**Description of the task**
Everything in the listing should be restated word for word.

Data entries:
/---
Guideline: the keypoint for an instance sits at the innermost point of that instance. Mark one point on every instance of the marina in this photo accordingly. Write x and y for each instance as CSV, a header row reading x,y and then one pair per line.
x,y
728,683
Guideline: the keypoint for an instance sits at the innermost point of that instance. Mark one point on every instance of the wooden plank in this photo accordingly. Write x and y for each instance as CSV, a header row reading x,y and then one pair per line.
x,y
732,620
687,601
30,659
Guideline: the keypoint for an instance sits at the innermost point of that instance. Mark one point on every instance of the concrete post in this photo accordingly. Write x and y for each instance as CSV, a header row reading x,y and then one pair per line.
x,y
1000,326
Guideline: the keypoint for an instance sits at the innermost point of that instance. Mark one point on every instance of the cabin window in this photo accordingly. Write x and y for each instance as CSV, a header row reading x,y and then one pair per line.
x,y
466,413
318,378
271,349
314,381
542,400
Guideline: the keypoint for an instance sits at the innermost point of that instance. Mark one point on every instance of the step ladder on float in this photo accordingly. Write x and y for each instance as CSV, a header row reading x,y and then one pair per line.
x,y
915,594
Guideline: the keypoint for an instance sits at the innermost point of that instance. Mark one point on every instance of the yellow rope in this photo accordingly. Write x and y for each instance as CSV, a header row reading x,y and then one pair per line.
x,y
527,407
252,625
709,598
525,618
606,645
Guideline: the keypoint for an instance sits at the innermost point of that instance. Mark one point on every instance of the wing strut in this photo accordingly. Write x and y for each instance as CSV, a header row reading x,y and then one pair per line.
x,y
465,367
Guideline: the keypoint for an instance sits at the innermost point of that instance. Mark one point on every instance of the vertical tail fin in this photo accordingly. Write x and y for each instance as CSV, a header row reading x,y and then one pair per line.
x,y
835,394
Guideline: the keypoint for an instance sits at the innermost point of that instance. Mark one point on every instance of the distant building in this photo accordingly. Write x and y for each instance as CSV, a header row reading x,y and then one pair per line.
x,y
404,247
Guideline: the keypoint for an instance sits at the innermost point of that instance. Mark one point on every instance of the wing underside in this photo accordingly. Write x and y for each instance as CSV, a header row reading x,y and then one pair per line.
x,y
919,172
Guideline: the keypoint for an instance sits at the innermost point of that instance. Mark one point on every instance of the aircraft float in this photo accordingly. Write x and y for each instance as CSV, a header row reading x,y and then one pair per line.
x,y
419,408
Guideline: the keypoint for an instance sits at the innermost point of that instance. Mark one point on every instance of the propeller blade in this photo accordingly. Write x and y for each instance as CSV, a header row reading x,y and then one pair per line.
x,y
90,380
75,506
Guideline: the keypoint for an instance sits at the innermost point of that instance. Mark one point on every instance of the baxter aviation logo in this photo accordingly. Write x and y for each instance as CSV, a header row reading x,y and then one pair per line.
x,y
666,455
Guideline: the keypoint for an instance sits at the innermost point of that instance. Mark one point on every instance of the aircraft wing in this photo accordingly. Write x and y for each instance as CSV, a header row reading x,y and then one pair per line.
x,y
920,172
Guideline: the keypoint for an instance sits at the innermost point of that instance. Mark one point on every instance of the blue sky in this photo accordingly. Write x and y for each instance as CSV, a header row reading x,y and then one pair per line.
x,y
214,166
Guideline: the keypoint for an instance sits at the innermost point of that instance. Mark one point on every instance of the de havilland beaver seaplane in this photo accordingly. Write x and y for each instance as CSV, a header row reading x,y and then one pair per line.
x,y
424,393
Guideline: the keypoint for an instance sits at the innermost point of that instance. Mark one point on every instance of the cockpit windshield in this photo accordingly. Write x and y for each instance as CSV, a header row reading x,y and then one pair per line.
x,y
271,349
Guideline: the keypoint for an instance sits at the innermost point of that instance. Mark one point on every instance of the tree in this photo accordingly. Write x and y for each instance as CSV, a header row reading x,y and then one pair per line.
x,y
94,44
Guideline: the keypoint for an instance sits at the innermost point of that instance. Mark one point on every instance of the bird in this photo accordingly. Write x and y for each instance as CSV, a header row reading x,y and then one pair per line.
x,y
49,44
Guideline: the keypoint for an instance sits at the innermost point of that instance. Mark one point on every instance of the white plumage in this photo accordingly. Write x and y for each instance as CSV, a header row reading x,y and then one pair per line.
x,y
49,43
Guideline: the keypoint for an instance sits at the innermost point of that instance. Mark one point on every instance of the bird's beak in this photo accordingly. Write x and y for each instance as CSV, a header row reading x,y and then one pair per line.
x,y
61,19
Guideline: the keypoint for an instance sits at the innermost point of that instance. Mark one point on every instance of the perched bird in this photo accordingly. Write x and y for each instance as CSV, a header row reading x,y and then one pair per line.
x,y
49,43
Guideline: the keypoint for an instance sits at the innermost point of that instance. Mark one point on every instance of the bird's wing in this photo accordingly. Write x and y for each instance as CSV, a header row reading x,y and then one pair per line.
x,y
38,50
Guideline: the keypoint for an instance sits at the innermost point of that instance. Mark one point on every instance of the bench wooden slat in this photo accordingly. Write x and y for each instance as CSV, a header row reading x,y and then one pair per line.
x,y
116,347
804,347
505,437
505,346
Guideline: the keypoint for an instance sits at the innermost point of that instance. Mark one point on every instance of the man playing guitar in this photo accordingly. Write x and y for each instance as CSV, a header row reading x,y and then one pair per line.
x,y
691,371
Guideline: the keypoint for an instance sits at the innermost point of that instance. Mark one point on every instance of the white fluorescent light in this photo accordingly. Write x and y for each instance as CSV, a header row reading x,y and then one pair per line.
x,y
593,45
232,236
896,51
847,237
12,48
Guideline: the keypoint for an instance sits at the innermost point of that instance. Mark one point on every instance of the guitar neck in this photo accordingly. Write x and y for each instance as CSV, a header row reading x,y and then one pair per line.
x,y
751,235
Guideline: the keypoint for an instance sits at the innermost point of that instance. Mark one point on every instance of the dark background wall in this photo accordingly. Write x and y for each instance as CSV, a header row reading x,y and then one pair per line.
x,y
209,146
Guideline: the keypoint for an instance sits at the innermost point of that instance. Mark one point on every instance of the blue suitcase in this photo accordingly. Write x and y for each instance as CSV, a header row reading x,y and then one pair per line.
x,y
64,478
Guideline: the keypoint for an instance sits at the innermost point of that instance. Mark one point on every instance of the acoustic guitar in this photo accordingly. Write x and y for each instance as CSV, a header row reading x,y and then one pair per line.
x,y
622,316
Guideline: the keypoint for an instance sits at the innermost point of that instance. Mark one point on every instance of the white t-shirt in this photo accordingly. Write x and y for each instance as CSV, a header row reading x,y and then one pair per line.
\---
**Answer to the problem**
Guideline: the keypoint for an instance sits at the innermost point of that instance. Mark one point on every instance of the marina in this photo accordingly. Write x and y for each instance as CSV, a header row reading x,y and then one pair per line.
x,y
728,683
Guideline: the keypoint for an instance sits at the innermost point of that instance. Mark one point on every instance of the wooden plank in this photo accordingly. Write x and y for each instance as CSV, a header row reading x,y and then one pair per line.
x,y
732,620
687,601
30,659
Guideline: the keypoint for an instance sits at the innermost point of that instance. Mark one point on every instance of the concrete post in this photo accordingly. Write x and y for each instance as CSV, a header row reading x,y and then one pair per line.
x,y
1000,326
Guideline: the keypoint for an instance sits at the innermost point of that instance. Mark one point on every instance of the cabin window in this photo accordingly. Write x and y for each instance as CSV, a header row reading x,y and then one pair per line.
x,y
466,413
318,378
271,349
314,381
542,400
Guideline: the keypoint for an instance sits at the innermost point of that instance. Mark one point on every instance of the step ladder on float in this photo accordingly. Write x and y for each instance as CSV, a header row reading x,y and then one pair per line.
x,y
915,594
Guideline: the keypoint for an instance sits at the innermost point of that instance. Mark one point on every instance of the yellow rope in this photo accordingly. Write x and y for each instance as CSV, a header row reading x,y and then one pair per line.
x,y
527,407
252,625
709,598
525,618
606,645
Guideline: the keypoint for an instance sits at the innermost point of that instance. Mark one point on every instance of the wing strut in this photo accordingly. Write x and y for each instance as CSV, a header row reading x,y and then one pair per line.
x,y
465,367
Guideline: the keypoint for an instance sits at the innermost point of that instance. Mark one point on every instance of the vertical tail fin in this photo accordingly. Write x and y for each instance as CSV, a header row reading x,y and then one pair per line.
x,y
835,394
Guideline: the keypoint for an instance sits at the innermost point of that instance. Mark one point on every instance of the distant building in this photo accordingly. Write x and y for each instance as CSV, a header row reading x,y and then one pair per line.
x,y
404,247
Guideline: the keypoint for an instance sits at the innermost point of that instance. Mark one point on every instance of the wing underside in this photo accordingly. Write x and y for each instance as CSV, a header row reading x,y and then one pair per line.
x,y
919,172
Guideline: the keypoint for an instance sits at the innermost point of that instance. Mark one point on every instance of the aircraft float in this photo accordingly. Write x and y for each instance as CSV, a header row reading x,y and then one pair per line.
x,y
419,408
Guideline: the keypoint for an instance sits at the innermost point of that instance. Mark one point on every instance of the propeller blade in this photo accordingly. Write x and y for each instance as CSV, a header row reading x,y and then one pair per line.
x,y
90,380
75,506
Guideline: the keypoint for an instance sits at the innermost point of that instance. Mark one point on every instance of the baxter aviation logo in this photo accordingly. Write x and y for each instance as CSV, a header row reading x,y and then one pair per line.
x,y
666,455
Guideline: the keypoint for an instance sits at the innermost point of that instance. Mark one point on every instance of the aircraft wing in this photo accordingly. Write x and y for each instance as CSV, a header row reading x,y and then one pair per line.
x,y
920,172
Guideline: the keypoint for an instance sits at the innermost point of that instance. Mark one point on every instance of the blue sky in this photo accordingly. Write x and y for each instance as CSV, a header row reading x,y and then one pair per line.
x,y
214,166
Guideline: the keypoint for an instance sits at the innermost point of that instance. Mark one point on every instance of the de havilland beaver seaplane in this photo accordingly. Write x and y for each instance as CSV, a header row reading x,y and then one pair per line.
x,y
424,393
Guideline: the keypoint for an instance sits at the innermost point of that instance. Mark one point on every instance of the cockpit windshield in this photo accordingly. Write x and y for each instance as CSV, a header row reading x,y and then one pair per line.
x,y
271,349
Guideline: the keypoint for an instance sits at the innermost point of that instance. Mark one point on every instance of the tree in this photo accordingly. Write x and y for each instance as CSV, a header row reading x,y and then one pair per line.
x,y
94,44
Guideline: the keypoint for an instance sits at the innermost point of that instance. Mark one point on every instance of the bird in this photo accordingly. Write x and y for each instance as CSV, a header row reading x,y and then one pair per line.
x,y
49,44
Guideline: the keypoint for an instance sits at the innermost point of that instance. Mark one point on every instance of the white plumage in this photo accordingly. Write x and y for each instance as CSV, a header row reading x,y and then one pair per line.
x,y
49,43
Guideline: the keypoint for an instance sits at the innermost point of that instance. Mark one point on every instance of the bird's beak in this photo accordingly. Write x and y for each instance as CSV, a header row reading x,y and then one pair per line.
x,y
61,19
Guideline: the keypoint for an instance sits at the innermost point of that instance. Mark one point on every instance of the perched bird in this photo accordingly. Write x and y for each instance as CSV, a header row reading x,y and then one pair per line.
x,y
49,43
Guideline: the keypoint for an instance sits at the innermost point of that instance. Mark one point on every instance of the bird's wing in this photo accordingly. Write x and y for each instance as CSV, a header row reading x,y and then one pair per line.
x,y
38,50
Guideline: the keypoint for an instance sits at the innermost point of that instance. Mark one point on every instance of the bench wooden slat in this photo accordingly. Write x and y for each instance as CSV, a header row reading x,y and then one pair per line.
x,y
116,347
804,347
505,437
505,346
Guideline: the keypoint for an instance sits at the innermost point of that instance. Mark one point on every instance of the man playing guitar in this photo accordingly. Write x and y for each instance as CSV, a header row reading x,y and then one pair per line.
x,y
691,371
Guideline: the keypoint for an instance sits at the innermost point of that instance. Mark one point on every instance of the white fluorescent light in this photo accordingly. Write x and y for each instance as CSV, a header row reading x,y and then one pair per line.
x,y
593,45
232,236
896,51
847,237
12,48
Guideline: the keypoint for an instance sits at the innermost point of that instance. Mark one point on every instance of the guitar neck in this photo accordingly. Write x and y for each instance as CSV, a header row reading x,y and then one pair per line.
x,y
751,235
Guideline: the keypoint for an instance sits at the innermost point of that instance. Mark one point on every instance of the dark background wall in this photo accordingly. Write x and y for each instance as CSV, a header row reading x,y and then one pair per line.
x,y
209,146
Guideline: the keypoint for an instance sits at the innermost point of that instance. Mark one point on every instance of the blue suitcase in this photo accordingly. Write x and y for each instance as CSV, a header row reading x,y and then one pair per line.
x,y
64,478
Guideline: the keypoint for an instance sits at the innermost point of that instance. Mark one point on every instance of the acoustic guitar in this photo accordingly. Write x and y for each instance as CSV, a header row reading x,y and then one pair per line.
x,y
622,316
Guideline: the keypoint for an instance sits at the innermost point of that instance. Mark one point on every instance of the white t-shirt in this photo accordingly. Write x and y for each instance as CSV, a header row reading x,y and then one pair per line.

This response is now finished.